Back on the road, it turns into a paved surface and this allows for some turbo time as you head towards the final stretch leading into camp. After stopping to say hello to some local cows, I could see the turnoff into the forest and knew I had one last burst to go, albeit uphill, before I was at Jinung Beigabup. This finishing stretch was fantastic riding with the lush forest filled with wildflowers and the closed in feeling a welcome change after so much road riding for the day. Checking my phone here, I received a message from Caris telling me that native logging would be banned from 2024 onwards and it was the perfect location to receive this news. Having done a cycling tour of logging in the South West over the past two weeks, it was a nice feeling knowing this wasteful and taxpayer funded lunacy would be coming to a stop (although they left a loophole for the FPC to continue logging under the guise of "environmental maintenance").

Data for this task —
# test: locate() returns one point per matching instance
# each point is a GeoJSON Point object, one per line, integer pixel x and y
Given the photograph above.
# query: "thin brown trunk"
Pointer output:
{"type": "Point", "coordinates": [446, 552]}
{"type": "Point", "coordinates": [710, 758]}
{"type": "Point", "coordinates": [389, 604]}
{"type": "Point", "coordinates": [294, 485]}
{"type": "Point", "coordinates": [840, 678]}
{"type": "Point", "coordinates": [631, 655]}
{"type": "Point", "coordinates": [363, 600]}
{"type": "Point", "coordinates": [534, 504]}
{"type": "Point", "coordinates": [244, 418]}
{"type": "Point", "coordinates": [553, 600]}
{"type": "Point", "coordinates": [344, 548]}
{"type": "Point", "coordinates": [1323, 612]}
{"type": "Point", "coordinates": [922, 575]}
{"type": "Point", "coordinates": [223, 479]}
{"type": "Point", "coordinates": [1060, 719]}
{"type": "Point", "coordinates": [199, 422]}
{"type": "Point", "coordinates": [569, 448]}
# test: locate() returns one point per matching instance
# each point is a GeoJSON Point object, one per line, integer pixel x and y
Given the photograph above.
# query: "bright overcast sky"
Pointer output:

Stated task 1 — Why does the writer of the cycling account call the finishing stretch into Jinung Beigabup a welcome change?
Stated task 2 — Reproduce every line of the rows, requests included. Multiply each coordinate in the answers by 0.65 and round to whole numbers, with halves rounded up.

Expected answer 1 — The stretch ran through lush forest filled with wildflowers. Its closed-in feeling was a welcome change after so much road riding that day.

Expected answer 2 —
# test: locate() returns one point per matching instance
# each point is a GeoJSON Point object, one per line, integer pixel x and y
Given the photograph above.
# query: "thin brown trunk"
Pointer output:
{"type": "Point", "coordinates": [290, 359]}
{"type": "Point", "coordinates": [462, 493]}
{"type": "Point", "coordinates": [253, 393]}
{"type": "Point", "coordinates": [191, 315]}
{"type": "Point", "coordinates": [546, 441]}
{"type": "Point", "coordinates": [410, 426]}
{"type": "Point", "coordinates": [236, 390]}
{"type": "Point", "coordinates": [347, 328]}
{"type": "Point", "coordinates": [159, 272]}
{"type": "Point", "coordinates": [359, 390]}
{"type": "Point", "coordinates": [224, 356]}
{"type": "Point", "coordinates": [860, 398]}
{"type": "Point", "coordinates": [599, 374]}
{"type": "Point", "coordinates": [145, 311]}
{"type": "Point", "coordinates": [689, 467]}
{"type": "Point", "coordinates": [129, 274]}
{"type": "Point", "coordinates": [370, 291]}
# test: locate() returns one point per matching instance
# each point is a GeoJSON Point object, one per line, integer pixel x and y
Given the photograph above.
# query: "bright overcast sky"
Pointer output:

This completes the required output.